**SHORT PROBLEM:** Convert every line of the entries below into a JSON list of strings, one string per line, leaving out any blank lines.
____ STORED RECORDS
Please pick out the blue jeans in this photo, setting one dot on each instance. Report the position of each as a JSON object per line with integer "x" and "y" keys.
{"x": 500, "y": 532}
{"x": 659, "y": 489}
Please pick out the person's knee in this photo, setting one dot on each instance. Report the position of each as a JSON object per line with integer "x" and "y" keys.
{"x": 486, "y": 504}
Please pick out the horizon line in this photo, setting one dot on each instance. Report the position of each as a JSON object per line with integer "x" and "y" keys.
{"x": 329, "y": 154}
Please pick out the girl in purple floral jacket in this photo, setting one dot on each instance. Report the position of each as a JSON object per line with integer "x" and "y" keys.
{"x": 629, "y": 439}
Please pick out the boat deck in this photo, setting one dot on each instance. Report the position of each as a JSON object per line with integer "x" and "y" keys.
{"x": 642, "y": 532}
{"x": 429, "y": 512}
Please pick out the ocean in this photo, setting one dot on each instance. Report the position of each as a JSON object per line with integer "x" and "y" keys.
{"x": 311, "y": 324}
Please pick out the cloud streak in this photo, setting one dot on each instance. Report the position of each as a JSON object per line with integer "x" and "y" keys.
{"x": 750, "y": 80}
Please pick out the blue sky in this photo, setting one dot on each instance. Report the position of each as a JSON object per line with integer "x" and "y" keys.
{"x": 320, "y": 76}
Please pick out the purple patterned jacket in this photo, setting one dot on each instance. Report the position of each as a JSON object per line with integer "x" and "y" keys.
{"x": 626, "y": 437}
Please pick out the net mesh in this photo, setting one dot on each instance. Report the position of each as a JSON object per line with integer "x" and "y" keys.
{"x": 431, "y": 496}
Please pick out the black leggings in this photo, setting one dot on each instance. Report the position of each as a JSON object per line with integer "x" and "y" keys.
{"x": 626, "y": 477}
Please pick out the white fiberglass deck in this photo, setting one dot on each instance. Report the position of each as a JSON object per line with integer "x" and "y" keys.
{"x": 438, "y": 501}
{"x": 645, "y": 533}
________
**COMPLETE RESPONSE:**
[
  "Please pick out the blue jeans in this photo, setting one dot on each instance. Report the position of each as a JSON object per line with integer \"x\" and \"y\" keys.",
  "{\"x\": 500, \"y\": 532}",
  "{\"x\": 659, \"y\": 489}",
  "Please pick out the person's knee in this photo, setting one dot on each instance. Report the position of each as a JSON object per line with integer \"x\" and \"y\" keys.",
  "{\"x\": 486, \"y\": 504}",
  "Please pick out the horizon line in this photo, setting one dot on each instance. Report the position of each as a JSON object per line with integer \"x\" and \"y\" keys.",
  "{\"x\": 329, \"y\": 154}",
  "Please pick out the girl in purple floral jacket in this photo, setting one dot on each instance. Report the position of each as a JSON object per line with integer \"x\" and \"y\" keys.",
  "{\"x\": 629, \"y\": 439}",
  "Please pick out the boat deck in this photo, setting one dot on each instance. Report the position of each as a JSON object per line with integer \"x\" and \"y\" keys.",
  "{\"x\": 642, \"y\": 532}",
  "{\"x\": 429, \"y\": 512}",
  "Please pick out the ocean in this photo, setting one dot on each instance. Report the position of each as a JSON object per line with integer \"x\" and \"y\" keys.",
  "{\"x\": 311, \"y\": 324}",
  "Please pick out the cloud streak in this photo, setting one dot on each instance. Report the position of each as a JSON object per line with integer \"x\" and \"y\" keys.",
  "{\"x\": 750, \"y\": 80}",
  "Please pick out the blue sky in this photo, setting one dot on each instance. Report the position of each as a JSON object per line with integer \"x\" and \"y\" keys.",
  "{\"x\": 320, \"y\": 76}",
  "Please pick out the purple patterned jacket in this photo, setting one dot on each instance. Report the position of each as a JSON object per line with integer \"x\" and \"y\" keys.",
  "{\"x\": 626, \"y\": 437}",
  "Please pick out the net mesh in this photo, setting one dot on each instance. Report the position of each as a JSON object per line with integer \"x\" and \"y\" keys.",
  "{\"x\": 431, \"y\": 496}",
  "Please pick out the black leggings in this photo, setting one dot on each instance. Report the position of each as a JSON object per line with integer \"x\" and \"y\" keys.",
  "{\"x\": 626, \"y\": 477}",
  "Please pick out the white fiberglass deck in this photo, setting one dot on each instance. Report the position of each as a JSON object per line with integer \"x\" and \"y\" keys.",
  "{\"x\": 438, \"y\": 501}",
  "{\"x\": 645, \"y\": 533}"
]